**PASSAGE PROVIDED**
····················

That Jan. 18 fatality also occurred at Camp East Montana, when Victor Manuel Diaz, 36, of Nicaragua, died of what government officials called a “presumed suicide.” Unlike Campos, the autopsy on Diaz will not be done by the county medical examiner but by government doctors at an Army medical center. Diaz was one of many migrants swept up in the current ICE operation in Minnesota.

The third recent death tied to the Texas concentration camp — Francisco Gaspar-Andres, 48, of Guatemala, who was taken to an El Paso hospital — was determined by an autopsy to have been caused by complications of alcohol-related liver disease.

That the majority of ICE custody deaths are linked to medical causes doesn’t necessarily exonerate either the agency or its private contractors. A 2024 report by Physicians for Human Rights that looked at 52 deaths in ICE custody from 2017 to 2021, or during Trump’s first term, found that 95% were preventable, or possibly preventable, if appropriate medical care had been provided.

····················

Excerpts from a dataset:
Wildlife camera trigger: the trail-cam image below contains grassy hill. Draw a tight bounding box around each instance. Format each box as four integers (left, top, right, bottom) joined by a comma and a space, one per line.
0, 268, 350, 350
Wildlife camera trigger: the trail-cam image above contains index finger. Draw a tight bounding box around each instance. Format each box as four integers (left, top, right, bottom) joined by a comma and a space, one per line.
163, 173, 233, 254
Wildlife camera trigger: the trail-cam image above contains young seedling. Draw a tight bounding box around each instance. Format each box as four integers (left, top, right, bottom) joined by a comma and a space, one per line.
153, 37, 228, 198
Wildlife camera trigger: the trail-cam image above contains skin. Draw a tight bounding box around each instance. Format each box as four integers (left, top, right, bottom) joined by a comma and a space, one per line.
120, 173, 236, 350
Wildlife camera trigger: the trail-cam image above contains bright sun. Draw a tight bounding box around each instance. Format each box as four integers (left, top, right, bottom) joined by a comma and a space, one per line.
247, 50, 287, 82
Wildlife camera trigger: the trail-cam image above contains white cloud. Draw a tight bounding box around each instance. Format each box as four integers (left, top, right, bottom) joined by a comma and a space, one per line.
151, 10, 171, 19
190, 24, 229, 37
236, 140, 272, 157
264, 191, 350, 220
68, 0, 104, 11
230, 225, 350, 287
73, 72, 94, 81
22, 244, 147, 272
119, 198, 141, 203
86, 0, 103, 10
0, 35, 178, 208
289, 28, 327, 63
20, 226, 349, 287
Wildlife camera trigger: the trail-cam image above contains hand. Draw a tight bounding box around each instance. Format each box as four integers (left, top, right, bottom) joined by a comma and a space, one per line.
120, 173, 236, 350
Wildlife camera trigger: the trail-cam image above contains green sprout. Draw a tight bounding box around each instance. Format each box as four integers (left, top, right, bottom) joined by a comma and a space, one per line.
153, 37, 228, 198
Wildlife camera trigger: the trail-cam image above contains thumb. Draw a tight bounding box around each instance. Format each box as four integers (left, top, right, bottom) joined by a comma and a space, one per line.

····················

**COMPLETE THE FOLLOWING**
A – Using the passage on deaths in ICE custody, say whether each statement agrees with it, answering yes or no and quoting the deciding words: (i) the county medical examiner will perform the autopsy on Diaz; (ii) an autopsy found that Gaspar-Andres died of complications of alcohol-related liver disease; (iii) the Physicians for Human Rights report examined 52 deaths in ICE custody from 2017 to 2021.
B – Pick up the passage on deaths in ICE custody after its last sentence and continue it.
These items come from a separate source.

**TASK-BY-TASK ANSWERS**
A –
(i) No: "the autopsy on Diaz will not be done by the county medical examiner but by government doctors at an Army medical center."
(ii) Yes: "was determined by an autopsy to have been caused by complications of alcohol-related liver disease."
(iii) Yes: "looked at 52 deaths in ICE custody from 2017 to 2021"

B –
» READ MORE: This column on U.S. concentration camps is the one I hoped I’d never write

One such medical death occurred here in Philadelphia earlier this month when Parady La, a 46-year-old Cambodian refugee who lived in Upper Darby, died after he was taken from the city’s federal detention center to Thomas Jefferson Hospital. ICE said La was suffering from severe drug withdrawal symptoms but family members are questioning whether the feds paid enough attention to his illness or even administered the right treatment.

Human-rights watchers insist that the spike in ICE detention deaths cannot be viewed as a coincidence but as an outgrowth of problems that include not only medical neglect but squalid conditions, substandard food, rancid water, and patterns of physical and sexual abuse by guards. They say the problems are not new but have substantially worsened as the Trump regime hastily expands its networks of detention centers and camps.

In December, another Camp East Montana detainee — Thomas, also a pseudonym — told human-rights lawyers “he was beaten by officers so severely he sustained injuries across his body, lost consciousness, and had to be taken to a hospital in an ambulance.” Like his fellow detainee Isaac, he alleged that guards grabbed his testicles and crushed them.

Gassama, the ACLU attorney, said the horrific track record of ICE detention raises all kind of red flags about its current plans, aided by its $175 billion windfall in Trump’s “Big Beautiful Bill” that was signed last year, to house as many as 80,000 detainees in a new network of revamped warehouses. “You can only imagine what a remodeled warehouse would be like to detain people, human beings, long term,” she said.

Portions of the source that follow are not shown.